Work instruction: Copy all the records exactly, but keep the pictures out of your version.

Source records:
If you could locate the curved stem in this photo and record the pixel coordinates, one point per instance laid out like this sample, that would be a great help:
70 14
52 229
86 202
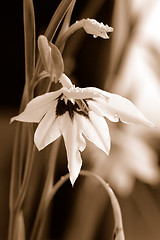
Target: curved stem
47 187
73 28
118 233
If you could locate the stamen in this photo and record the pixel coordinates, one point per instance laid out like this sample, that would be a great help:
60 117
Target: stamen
83 106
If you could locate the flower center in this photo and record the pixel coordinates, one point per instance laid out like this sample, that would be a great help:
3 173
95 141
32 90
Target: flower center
80 106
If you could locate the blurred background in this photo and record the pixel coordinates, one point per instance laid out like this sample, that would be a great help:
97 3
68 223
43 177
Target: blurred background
127 64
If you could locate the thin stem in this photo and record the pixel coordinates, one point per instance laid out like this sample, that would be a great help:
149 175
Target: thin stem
47 187
73 28
118 233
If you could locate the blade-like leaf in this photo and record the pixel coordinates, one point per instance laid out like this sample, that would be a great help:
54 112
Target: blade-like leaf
57 18
29 38
66 23
53 26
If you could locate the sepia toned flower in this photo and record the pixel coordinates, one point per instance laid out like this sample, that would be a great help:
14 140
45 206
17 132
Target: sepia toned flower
74 113
91 26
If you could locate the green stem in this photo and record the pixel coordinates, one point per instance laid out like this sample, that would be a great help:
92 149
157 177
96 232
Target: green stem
73 28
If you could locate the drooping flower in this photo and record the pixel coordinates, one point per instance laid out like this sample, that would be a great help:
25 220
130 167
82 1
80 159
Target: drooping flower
74 113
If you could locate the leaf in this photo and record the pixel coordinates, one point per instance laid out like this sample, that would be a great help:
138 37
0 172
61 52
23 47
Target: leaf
29 38
57 18
53 26
66 24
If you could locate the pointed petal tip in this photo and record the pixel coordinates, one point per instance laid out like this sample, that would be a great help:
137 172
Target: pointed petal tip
72 180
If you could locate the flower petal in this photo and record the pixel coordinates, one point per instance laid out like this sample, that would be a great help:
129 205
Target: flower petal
47 130
74 143
37 107
116 107
96 130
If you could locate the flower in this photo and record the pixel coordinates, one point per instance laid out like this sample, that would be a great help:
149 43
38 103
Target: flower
91 26
74 113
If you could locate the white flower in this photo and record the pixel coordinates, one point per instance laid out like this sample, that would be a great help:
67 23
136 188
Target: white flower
74 113
91 26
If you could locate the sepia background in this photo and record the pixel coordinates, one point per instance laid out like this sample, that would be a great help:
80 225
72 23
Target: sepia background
127 64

Exercise output:
If you could locate the curved stem in this photo and record the pixel coordinates, one point per instance laid out like this sample, that would be a great help:
70 14
52 229
86 202
Target: curved stem
47 187
73 28
118 233
If you could locate the stamen in this photo and record the pixel coordinates, one point per instance laid out like this sample, that would be a great help:
60 117
Target: stamen
83 106
If you could locate the flower center in this photo and record the pixel coordinates, one point per instance laid out like this sample, that would be a great help:
3 173
95 141
32 90
Target: flower center
80 106
If you could locate the blurred background in this photo and record the pixel coordinates, one point per instance laid out like this sample, that would be a great help:
97 3
68 223
43 177
Target: blurred background
127 64
If you could locate the thin stem in this photo and record the pixel coordinates, one point per instance laid out like this sample, that would be a great help:
149 175
Target: thin stem
47 187
73 28
118 233
If you could locate the blade-like leaf in this photo and record the pixel coordinates, one point per instance laid out like this sample, that would be a great help:
54 112
Target: blade-like leaf
57 18
29 38
66 23
53 26
If you could locate the sepia toned flower in this photo and record the pixel coordinates, one point per instance laid out like this sample, that would be a great help:
14 140
45 206
17 132
Target: sepia toned flower
74 113
91 26
If you could locate the green stem in this photo and record the pixel coordinates, one point per instance laid out like this sample, that would be a great help:
92 149
157 177
96 232
Target: green stem
73 28
If you could locate the drooping flower in this photo and record the pixel coordinates, one point per instance laid out like this sample, that would be a great help:
25 220
130 167
82 1
80 159
Target: drooping flower
74 113
If you could locate the leaf in this photo and record the pixel coordinates, one point per instance laid out like this sample, that would be a great help:
138 37
0 172
61 52
23 47
Target: leaf
29 38
57 18
53 26
66 24
If you could locate the pointed petal tip in this photo and record the pixel coordinates, one point per instance laid out like this sample, that would be a great help:
137 172
Target: pointed petal tip
72 180
If you could locate the flower petal in this photo and record the pixel coordinates, one point per instance laid out like this sample, that would be a great help:
129 205
Target: flower petal
47 130
74 143
37 107
116 107
96 130
If you could locate the flower in this photo and record the pixel coordinates, one point per instance laid out like this sample, that would be a great help:
149 43
38 103
Target: flower
91 26
74 113
If you could locate the white flower in this photo and record the pixel coordinates, one point per instance laid out like this sample, that would be a great help:
67 23
136 188
Target: white flower
74 113
91 26
If you could locate the sepia background in this photo and record the pixel coordinates, one point per instance laid out like this sample, that would be a great help:
80 225
72 23
Target: sepia background
127 64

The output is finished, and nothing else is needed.